::: Data shown :::

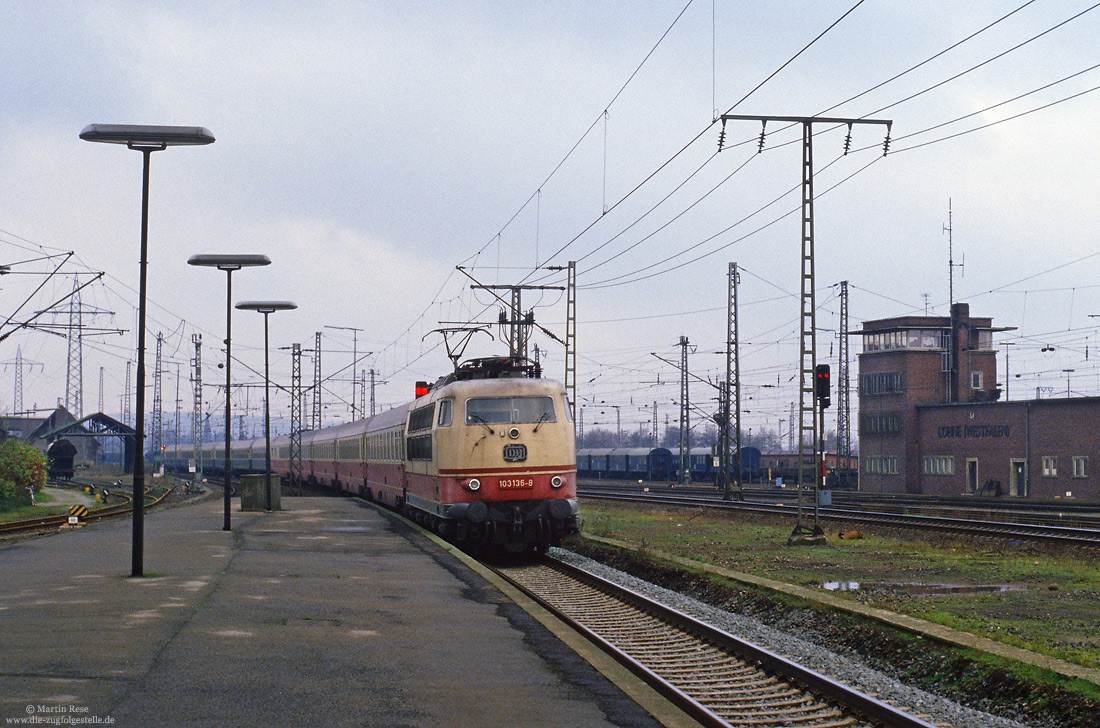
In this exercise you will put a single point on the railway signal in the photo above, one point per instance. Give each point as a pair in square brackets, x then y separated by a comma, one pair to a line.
[822, 385]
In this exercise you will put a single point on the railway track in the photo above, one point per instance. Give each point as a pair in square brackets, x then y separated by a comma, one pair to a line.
[47, 524]
[851, 516]
[714, 676]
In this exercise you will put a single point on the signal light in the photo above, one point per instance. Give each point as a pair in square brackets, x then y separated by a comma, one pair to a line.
[822, 385]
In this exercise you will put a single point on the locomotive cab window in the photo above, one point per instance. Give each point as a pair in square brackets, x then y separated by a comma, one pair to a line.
[420, 419]
[510, 410]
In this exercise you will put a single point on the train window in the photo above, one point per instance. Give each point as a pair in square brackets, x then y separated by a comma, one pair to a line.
[349, 449]
[420, 419]
[509, 410]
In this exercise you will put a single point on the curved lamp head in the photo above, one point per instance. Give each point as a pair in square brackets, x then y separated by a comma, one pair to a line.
[266, 307]
[141, 135]
[228, 262]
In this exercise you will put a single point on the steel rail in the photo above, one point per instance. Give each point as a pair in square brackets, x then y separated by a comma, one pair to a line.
[695, 681]
[31, 525]
[972, 527]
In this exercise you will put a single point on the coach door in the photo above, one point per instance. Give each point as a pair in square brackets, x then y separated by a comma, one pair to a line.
[1018, 477]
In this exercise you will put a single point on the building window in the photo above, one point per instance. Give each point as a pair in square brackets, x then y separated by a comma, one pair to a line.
[880, 423]
[881, 465]
[882, 383]
[939, 465]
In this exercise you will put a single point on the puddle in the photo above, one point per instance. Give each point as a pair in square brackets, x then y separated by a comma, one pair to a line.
[923, 589]
[840, 586]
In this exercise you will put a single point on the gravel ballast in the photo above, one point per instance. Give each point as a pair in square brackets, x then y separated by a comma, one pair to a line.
[796, 641]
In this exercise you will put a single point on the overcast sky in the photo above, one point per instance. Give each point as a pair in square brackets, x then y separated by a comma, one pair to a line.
[371, 147]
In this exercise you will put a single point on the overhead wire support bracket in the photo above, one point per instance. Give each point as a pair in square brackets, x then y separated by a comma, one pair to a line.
[811, 411]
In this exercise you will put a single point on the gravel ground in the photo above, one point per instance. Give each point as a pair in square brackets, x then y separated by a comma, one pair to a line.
[798, 644]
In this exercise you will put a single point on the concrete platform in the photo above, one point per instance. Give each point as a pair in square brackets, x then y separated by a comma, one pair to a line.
[328, 613]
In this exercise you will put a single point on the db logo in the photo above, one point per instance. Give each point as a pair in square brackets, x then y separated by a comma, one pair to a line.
[515, 453]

:::

Directive -
Reproduce all of the data above with "one point per object" substituted for every occurrence of "one point per instance", keeping everything else unchanged and leaving out the pictures.

Result -
In this exercise you will put a single point on the railway signal in the photo above, one point per object. Give each point as a pair in square brackets, x then y separated by a comma, one pair to a line.
[822, 385]
In this exercise you will put a single point on the railway track in the photo above, one point per object. Give each point as a pair in square brackets, x then y separated by a comma, one pair to a line.
[47, 524]
[851, 516]
[714, 676]
In this exercise you will put a single point on the signal light in the photo above, one point per object. Give each point as a pair in square brackets, x then y separated by a comma, one pair to a line.
[822, 385]
In this exercise you will put a single point on the locomotive cab window in the photo above, one point per object. Give each point as a pair in square brackets, x then y separated by a comma, one pair to a line.
[420, 419]
[510, 410]
In this exercise you will put a single point on the train window in the photo above, one point per object. Give each point as a pair in square brackets, x then y separated by a comma, one pair to a line.
[349, 449]
[420, 419]
[509, 410]
In this exercise you will put a single point on the curved lamp head in the photo above, one point per object. Give each point as a pair in square brackets, x then y separated by a comma, one pair to a line.
[266, 307]
[141, 135]
[228, 262]
In this exercise you will put a single point on the steel rail in the photo above, one point per object. Give each point as a pair in square brackets, x then y separated by a comma, one pair to a line.
[695, 681]
[31, 525]
[972, 527]
In this exercise you will put a single point on the coach door in the photo above, one point per object. Give each point as a pair in square brackets, x then y separated by a comma, one pair to a line.
[1018, 477]
In this exercise you will put a single point on the building window in the photo above, one point per object. Give each point as a pair in square brackets, x then y separated by a comma, one pair to a line.
[880, 423]
[881, 465]
[882, 383]
[939, 465]
In this exercise you will put a single point on the puddle in the photo above, one point per object. Give each point as a pair in square brackets, x then y separated by a comma, one pair to a line.
[923, 589]
[840, 586]
In this exercise you will put a single point on the gravel ballast in the photo above, one point per object. Give each point as a pair in square brackets, x then y separated by a comma, one pair to a line.
[796, 641]
In this exercise you will put a single point on the overcast sky in the photo above, one point per object. Give each point as a pair in square brackets, x then y separated by a comma, one pair to a line.
[371, 147]
In this exercise you will put a single point on the overhead wire support bracket in the photo above, one point per object. Give each point as a pair in square brackets, x then y separated by a comma, one pair to a line.
[811, 411]
In this exercise you will put a single point on the gravel ground in the photo above, one point per object. Give each point as a pair in square brackets, x then y separated by a comma, one pair to a line.
[798, 644]
In this exercise you will put a single point on the concrete platform in the photo above, one point per object. Give each point as a pair in square brackets, x then y separated by a comma, one pair to a line.
[328, 613]
In this exercise you will put a single point on the db logo in the photo above, one point per object. Give each point as a pair in square brackets, x then y separated by a comma, one pair to a line.
[515, 453]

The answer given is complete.